(DATA FOR ANALYSIS)
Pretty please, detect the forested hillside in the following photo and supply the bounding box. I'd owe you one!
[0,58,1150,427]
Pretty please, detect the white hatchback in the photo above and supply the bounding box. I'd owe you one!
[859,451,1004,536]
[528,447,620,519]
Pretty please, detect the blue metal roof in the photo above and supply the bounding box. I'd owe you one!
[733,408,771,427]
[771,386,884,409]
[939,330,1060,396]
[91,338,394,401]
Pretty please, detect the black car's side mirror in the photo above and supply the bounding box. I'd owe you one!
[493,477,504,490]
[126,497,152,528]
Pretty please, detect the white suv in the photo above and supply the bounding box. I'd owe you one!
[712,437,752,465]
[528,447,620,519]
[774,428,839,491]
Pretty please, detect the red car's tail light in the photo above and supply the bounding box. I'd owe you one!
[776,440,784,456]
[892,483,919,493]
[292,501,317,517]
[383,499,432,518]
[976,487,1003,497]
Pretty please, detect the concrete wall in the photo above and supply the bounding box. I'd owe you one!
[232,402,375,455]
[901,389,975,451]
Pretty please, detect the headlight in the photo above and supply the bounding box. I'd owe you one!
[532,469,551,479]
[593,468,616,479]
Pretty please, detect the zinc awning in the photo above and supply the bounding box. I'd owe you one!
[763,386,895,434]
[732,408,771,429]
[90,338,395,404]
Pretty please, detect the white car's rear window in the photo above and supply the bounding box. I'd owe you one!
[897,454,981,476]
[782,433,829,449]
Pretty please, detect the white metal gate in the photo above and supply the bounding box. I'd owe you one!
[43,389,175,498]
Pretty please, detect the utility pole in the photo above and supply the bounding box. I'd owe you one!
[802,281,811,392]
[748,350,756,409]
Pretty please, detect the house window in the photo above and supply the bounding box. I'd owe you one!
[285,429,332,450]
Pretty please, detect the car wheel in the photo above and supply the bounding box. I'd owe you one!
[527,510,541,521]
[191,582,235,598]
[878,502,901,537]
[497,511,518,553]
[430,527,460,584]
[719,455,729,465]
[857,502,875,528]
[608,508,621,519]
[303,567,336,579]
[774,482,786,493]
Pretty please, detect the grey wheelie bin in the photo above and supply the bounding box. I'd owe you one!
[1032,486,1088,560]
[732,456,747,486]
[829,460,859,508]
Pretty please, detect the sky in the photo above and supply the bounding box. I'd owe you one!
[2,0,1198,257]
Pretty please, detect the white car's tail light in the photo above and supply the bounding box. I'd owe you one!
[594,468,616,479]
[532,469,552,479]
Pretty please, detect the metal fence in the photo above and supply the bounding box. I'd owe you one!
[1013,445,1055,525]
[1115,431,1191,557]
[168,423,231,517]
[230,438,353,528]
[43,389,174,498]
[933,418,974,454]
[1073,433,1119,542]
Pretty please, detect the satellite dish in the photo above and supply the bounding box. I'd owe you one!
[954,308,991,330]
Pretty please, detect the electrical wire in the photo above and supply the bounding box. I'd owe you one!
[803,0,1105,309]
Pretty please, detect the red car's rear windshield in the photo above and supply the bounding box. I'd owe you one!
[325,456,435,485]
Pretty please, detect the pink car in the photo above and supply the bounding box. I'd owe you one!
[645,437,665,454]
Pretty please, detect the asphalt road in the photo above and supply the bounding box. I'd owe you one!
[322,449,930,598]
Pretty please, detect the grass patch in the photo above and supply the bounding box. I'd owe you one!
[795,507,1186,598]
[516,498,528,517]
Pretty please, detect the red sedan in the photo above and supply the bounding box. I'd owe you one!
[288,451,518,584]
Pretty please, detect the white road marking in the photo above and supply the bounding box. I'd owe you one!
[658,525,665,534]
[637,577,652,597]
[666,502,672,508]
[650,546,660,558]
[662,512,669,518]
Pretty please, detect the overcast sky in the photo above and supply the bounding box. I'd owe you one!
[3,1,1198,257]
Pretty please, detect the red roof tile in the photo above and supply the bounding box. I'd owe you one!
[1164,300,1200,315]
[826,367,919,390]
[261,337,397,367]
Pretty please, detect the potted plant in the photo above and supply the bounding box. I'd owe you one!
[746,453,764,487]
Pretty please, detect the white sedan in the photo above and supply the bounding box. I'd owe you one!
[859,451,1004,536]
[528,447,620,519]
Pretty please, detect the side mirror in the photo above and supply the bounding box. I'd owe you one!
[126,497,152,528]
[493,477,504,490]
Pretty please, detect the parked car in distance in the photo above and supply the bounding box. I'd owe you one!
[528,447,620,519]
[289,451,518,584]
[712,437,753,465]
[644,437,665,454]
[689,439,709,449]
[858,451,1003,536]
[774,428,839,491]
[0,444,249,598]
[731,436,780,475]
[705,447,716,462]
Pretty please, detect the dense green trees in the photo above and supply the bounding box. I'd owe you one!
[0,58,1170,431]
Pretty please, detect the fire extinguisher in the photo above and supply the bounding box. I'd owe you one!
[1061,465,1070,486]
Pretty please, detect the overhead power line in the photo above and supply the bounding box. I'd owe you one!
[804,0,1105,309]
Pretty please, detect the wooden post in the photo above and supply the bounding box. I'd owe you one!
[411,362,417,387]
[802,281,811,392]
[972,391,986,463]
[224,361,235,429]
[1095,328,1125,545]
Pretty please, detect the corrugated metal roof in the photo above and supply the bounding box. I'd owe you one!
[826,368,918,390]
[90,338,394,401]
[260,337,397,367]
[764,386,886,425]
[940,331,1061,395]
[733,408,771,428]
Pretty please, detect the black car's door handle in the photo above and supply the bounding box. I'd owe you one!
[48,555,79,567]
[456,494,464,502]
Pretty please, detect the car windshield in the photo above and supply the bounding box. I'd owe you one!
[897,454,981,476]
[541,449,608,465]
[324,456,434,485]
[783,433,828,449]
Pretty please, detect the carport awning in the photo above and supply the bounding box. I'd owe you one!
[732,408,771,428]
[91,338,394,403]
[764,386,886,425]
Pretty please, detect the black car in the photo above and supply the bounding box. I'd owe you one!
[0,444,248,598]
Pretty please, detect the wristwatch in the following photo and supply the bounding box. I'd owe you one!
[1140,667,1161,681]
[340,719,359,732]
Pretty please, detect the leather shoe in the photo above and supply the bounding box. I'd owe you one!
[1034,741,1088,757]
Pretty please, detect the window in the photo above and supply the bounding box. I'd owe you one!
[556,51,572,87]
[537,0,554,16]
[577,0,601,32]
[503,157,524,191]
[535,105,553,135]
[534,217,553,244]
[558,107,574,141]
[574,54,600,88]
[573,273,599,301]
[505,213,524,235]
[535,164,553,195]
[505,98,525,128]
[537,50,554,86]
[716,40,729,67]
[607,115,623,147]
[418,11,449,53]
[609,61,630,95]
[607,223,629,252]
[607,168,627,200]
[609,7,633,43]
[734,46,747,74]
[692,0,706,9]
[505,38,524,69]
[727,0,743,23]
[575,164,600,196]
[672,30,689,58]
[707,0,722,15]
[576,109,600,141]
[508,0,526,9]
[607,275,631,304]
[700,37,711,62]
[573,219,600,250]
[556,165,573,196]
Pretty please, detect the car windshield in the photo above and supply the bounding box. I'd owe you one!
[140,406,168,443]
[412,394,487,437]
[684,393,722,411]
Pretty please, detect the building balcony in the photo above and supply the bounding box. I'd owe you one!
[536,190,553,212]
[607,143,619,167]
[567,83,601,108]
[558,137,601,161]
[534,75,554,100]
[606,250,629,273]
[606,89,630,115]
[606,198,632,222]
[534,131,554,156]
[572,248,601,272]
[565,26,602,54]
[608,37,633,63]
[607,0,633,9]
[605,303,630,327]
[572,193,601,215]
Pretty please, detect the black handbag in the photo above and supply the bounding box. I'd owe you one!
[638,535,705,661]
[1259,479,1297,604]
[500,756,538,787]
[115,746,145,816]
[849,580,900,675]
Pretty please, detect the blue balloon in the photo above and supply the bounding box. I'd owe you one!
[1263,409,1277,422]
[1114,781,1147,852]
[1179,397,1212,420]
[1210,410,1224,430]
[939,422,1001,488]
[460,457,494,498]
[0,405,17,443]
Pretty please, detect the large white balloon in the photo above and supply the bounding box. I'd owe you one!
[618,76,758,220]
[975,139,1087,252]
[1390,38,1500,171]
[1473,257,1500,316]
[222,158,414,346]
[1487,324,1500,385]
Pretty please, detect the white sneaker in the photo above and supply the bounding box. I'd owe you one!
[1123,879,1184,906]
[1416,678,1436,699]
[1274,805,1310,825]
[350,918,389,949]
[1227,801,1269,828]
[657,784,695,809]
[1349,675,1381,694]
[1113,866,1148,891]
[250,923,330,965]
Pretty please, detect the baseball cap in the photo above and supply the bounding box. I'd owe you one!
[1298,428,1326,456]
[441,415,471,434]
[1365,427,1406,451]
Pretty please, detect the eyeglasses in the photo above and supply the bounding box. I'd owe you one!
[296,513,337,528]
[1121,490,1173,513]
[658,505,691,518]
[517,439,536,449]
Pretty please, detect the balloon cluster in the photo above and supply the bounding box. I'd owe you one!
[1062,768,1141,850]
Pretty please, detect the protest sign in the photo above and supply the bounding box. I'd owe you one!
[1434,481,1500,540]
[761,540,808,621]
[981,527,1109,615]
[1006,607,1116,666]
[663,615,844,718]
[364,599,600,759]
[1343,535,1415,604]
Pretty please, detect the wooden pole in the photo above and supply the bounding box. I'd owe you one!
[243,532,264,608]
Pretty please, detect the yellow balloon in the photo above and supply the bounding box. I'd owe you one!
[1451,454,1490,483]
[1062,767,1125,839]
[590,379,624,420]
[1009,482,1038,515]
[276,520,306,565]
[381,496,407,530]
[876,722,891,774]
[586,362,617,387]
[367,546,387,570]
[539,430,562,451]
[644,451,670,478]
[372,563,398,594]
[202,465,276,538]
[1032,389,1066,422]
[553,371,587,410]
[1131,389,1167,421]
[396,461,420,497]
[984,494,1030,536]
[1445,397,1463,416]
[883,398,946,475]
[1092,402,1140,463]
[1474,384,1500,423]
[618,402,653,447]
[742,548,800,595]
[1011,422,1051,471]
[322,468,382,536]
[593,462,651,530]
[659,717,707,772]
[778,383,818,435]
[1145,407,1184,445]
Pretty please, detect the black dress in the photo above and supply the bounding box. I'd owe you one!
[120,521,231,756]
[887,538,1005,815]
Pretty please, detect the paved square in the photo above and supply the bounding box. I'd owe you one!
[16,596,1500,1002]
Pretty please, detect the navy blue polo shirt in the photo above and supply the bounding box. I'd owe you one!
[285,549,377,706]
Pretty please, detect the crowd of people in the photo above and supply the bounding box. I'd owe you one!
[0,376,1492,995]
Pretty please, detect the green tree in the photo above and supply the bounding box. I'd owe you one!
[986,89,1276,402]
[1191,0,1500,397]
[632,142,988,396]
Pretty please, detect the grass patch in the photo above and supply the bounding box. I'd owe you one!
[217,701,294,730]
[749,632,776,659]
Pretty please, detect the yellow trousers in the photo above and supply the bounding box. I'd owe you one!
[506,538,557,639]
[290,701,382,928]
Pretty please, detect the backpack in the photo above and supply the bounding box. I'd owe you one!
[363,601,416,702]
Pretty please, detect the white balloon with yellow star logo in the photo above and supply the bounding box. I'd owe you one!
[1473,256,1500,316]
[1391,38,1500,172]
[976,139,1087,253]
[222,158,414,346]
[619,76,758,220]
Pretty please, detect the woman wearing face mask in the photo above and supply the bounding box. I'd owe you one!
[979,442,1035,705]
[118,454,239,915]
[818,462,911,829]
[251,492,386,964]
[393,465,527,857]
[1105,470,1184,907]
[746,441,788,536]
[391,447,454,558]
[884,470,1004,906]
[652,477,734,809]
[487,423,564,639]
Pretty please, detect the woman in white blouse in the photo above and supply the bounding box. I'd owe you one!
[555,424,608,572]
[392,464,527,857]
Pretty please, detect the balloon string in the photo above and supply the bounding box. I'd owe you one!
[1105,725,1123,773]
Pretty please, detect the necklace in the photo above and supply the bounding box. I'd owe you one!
(End DATA FOR ANALYSIS)
TASK PROMPT
Return the lines above, from the one containing "Pretty please, detect the woman wearing" to the end, exactly as they stand.

REPLY TO THE EXERCISE
Pretty please, detect the woman wearing face mask in the photo above and supply the bounding box. I'd owe you one!
[979,442,1035,705]
[118,454,239,915]
[818,462,911,829]
[251,492,386,964]
[393,465,527,857]
[1105,470,1184,907]
[746,441,788,536]
[391,447,454,558]
[884,470,1004,906]
[652,477,734,809]
[487,423,564,639]
Pretty please, detect the woman in white blouse in the photo above and supply the bounding box. I'd owe you one!
[555,424,608,572]
[392,464,527,857]
Pretty please, detect the balloon string in the photo above and supply the bounding box. I'd owe you one!
[1105,725,1123,773]
Pretty please, detect the necklace in the photo above and supply the bounding box. I'd owe you one!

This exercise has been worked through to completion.